**Objectives**:
(A) According to the text on contract law, why have most states passed legislation governing the terms of insurance contracts?
(B) Reproduce everything in the records from the line that contains "like x=414 y=724." down to the line that contains "x=587 y=374", including both of those lines.

**Text**:

__________________________________________________

State legislatures have also enacted a host of other statutes governing contracts that affect the public interest. For example, most states have passed legislation governing the terms of insurance contracts to guarantee that sufficient financial resources will be available for residents who are injured by accident. Congress has passed a number of laws governing contracts as well, ranging from laws that regulate the terms of collective bargaining agreements between labor and management to laws that regulate false advertising and promote fair trade.

Elements of a Contract

The requisite elements that must be established to demonstrate the formation of a legally binding contract are (1) offer; (2) acceptance; (3) consideration; (4) mutuality of obligation; (5) competency and capacity; and, in certain circumstances, (6) a written instrument.

__________________________________________________

**Data provided**:

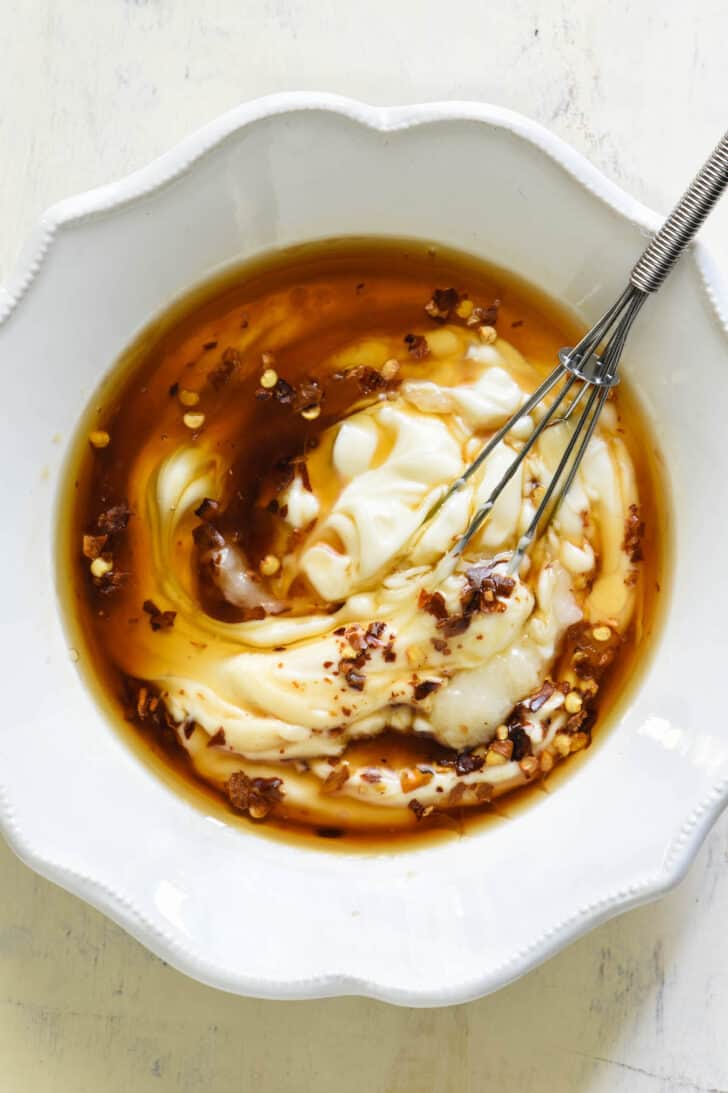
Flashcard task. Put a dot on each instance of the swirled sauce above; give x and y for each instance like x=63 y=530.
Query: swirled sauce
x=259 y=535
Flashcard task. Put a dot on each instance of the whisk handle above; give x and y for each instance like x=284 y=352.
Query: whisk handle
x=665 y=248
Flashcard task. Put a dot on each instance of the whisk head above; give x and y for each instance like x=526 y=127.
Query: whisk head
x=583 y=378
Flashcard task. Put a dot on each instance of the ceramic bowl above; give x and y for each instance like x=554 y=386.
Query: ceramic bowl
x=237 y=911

__________________________________________________

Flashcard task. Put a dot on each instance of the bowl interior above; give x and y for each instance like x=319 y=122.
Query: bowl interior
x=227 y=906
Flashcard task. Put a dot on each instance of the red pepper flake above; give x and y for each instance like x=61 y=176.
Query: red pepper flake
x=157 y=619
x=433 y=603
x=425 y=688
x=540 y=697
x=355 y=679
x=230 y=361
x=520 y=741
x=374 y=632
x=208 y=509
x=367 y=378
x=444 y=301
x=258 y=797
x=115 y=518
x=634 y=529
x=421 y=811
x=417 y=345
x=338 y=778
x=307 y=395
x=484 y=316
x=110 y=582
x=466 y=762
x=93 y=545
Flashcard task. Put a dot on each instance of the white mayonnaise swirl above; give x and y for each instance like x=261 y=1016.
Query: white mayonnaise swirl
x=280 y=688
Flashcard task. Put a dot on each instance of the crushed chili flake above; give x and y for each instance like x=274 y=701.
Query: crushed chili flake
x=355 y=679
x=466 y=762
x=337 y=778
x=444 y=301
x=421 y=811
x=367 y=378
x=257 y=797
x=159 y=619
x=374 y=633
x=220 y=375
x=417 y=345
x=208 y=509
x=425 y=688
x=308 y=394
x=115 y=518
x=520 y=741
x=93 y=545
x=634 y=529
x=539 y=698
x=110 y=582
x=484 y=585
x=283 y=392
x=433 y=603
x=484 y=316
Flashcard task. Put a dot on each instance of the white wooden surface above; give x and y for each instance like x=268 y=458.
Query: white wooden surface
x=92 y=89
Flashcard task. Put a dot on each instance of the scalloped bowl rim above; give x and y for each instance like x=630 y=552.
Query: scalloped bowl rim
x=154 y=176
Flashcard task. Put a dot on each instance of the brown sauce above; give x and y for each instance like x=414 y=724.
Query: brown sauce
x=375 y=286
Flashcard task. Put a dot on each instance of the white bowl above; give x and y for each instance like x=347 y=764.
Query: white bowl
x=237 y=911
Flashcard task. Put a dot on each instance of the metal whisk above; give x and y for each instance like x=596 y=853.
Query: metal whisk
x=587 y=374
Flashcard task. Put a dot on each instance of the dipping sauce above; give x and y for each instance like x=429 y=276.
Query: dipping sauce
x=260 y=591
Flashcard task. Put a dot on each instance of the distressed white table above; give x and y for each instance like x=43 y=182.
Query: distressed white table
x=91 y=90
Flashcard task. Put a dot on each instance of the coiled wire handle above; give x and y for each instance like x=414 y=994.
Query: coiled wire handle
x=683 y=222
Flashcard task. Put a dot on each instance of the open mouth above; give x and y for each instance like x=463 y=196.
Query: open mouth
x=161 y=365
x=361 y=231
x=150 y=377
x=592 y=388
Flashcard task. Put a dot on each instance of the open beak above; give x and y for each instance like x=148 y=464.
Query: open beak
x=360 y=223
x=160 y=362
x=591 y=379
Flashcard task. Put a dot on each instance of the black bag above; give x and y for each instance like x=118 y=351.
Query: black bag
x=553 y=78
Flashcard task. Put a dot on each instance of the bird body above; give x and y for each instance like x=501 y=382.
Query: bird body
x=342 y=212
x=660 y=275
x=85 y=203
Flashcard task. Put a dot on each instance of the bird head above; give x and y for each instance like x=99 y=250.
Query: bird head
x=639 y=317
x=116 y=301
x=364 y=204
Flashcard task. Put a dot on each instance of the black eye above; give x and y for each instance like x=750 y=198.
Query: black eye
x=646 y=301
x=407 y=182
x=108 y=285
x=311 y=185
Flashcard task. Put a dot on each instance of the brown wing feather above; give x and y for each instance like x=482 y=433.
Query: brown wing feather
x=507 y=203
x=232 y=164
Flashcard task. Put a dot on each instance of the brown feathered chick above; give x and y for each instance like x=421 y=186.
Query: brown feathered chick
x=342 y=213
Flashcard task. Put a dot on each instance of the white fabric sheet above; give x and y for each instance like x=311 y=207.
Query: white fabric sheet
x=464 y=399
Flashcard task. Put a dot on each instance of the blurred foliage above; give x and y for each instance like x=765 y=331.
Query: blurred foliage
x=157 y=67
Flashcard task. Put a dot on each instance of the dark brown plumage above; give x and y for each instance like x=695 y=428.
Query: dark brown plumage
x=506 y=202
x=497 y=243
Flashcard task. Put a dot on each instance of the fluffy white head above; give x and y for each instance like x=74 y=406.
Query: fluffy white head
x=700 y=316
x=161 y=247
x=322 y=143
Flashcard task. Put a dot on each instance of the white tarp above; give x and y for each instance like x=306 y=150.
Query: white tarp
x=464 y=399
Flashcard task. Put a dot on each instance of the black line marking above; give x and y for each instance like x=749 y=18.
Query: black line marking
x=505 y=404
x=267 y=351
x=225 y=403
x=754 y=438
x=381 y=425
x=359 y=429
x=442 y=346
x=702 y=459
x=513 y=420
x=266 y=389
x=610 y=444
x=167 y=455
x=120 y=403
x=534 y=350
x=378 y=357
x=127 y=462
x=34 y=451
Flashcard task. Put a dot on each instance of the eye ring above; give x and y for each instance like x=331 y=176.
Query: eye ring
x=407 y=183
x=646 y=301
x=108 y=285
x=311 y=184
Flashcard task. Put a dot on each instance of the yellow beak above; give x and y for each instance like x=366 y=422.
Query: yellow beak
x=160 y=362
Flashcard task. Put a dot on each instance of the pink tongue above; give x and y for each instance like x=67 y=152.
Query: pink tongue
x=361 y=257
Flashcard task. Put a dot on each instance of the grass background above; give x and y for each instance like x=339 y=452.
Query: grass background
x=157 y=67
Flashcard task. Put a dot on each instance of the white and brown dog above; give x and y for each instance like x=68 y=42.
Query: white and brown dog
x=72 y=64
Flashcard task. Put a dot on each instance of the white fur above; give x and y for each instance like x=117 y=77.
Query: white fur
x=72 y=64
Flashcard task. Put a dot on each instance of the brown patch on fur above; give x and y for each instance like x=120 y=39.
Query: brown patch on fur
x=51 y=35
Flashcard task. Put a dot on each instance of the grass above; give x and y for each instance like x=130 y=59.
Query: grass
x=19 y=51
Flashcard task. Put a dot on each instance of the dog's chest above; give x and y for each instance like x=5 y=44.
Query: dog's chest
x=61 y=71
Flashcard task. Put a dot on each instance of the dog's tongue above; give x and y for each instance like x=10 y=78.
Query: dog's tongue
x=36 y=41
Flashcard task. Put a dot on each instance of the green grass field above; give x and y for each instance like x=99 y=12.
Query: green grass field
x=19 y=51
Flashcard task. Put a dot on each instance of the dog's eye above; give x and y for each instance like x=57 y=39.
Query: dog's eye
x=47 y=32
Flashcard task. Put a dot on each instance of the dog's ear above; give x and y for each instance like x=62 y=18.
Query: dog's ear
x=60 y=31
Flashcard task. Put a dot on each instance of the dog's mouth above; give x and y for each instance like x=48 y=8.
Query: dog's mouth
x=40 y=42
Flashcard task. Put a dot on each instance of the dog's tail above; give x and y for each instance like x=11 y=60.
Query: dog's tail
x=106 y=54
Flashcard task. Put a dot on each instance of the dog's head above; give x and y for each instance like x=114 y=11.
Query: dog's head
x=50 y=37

__________________________________________________

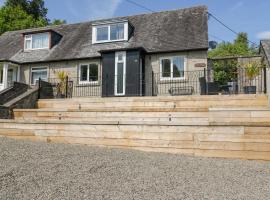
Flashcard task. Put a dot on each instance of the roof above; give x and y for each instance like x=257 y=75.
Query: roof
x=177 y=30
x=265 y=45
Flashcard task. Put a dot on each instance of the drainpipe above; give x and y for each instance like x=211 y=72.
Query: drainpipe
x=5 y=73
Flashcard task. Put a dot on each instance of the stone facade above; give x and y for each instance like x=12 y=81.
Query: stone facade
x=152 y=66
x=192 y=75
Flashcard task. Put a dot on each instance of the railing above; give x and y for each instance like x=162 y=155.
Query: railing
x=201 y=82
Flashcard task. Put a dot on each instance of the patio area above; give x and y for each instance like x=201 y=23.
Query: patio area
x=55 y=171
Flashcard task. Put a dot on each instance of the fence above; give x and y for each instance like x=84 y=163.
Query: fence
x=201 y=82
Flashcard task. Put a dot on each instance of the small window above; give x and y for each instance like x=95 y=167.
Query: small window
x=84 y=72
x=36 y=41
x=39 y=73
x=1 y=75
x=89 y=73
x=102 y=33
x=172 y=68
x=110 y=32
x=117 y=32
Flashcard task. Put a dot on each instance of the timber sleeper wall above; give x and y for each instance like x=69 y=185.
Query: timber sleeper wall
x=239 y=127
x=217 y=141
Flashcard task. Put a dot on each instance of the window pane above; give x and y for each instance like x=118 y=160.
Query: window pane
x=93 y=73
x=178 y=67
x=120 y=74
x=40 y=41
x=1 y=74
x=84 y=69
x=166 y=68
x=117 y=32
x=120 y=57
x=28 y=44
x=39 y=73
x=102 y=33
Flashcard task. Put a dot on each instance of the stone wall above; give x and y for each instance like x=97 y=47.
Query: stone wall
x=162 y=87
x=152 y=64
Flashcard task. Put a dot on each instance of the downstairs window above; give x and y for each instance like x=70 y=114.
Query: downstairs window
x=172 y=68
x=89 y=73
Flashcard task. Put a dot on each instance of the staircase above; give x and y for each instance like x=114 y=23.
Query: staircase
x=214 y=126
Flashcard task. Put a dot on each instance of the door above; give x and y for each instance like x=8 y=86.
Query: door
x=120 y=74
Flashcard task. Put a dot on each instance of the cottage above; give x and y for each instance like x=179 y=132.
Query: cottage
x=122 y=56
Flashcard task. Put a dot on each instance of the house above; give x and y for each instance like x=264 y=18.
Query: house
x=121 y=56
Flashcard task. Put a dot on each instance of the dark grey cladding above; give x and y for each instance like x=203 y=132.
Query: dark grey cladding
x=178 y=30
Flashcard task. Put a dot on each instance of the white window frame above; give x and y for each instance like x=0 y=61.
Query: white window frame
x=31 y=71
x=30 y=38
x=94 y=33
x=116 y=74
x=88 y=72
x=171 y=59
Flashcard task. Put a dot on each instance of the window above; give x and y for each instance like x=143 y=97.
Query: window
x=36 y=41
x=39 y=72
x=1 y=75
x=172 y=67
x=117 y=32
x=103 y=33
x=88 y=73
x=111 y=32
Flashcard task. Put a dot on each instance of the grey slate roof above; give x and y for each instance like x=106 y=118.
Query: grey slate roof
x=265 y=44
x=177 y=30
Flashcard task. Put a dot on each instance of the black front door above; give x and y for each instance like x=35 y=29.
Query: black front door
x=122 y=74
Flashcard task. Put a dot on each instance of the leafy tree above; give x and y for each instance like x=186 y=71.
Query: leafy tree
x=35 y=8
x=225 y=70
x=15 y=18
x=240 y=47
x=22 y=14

__________________________________________________

**Answers for the exercise**:
(A) They did so to guarantee that sufficient financial resources will be available for residents who are injured by accident.

(B)
Flashcard task. Put a dot on each instance of the brown sauce above; give x and y for each instance like x=414 y=724.
Query: brown sauce
x=375 y=286
Flashcard task. Put a dot on each instance of the white bowl above; give x and y for each instance like x=347 y=764.
Query: white bowl
x=237 y=911
Flashcard task. Put a dot on each instance of the metal whisk above; give x and y for each instance like x=596 y=853.
Query: metal whisk
x=587 y=374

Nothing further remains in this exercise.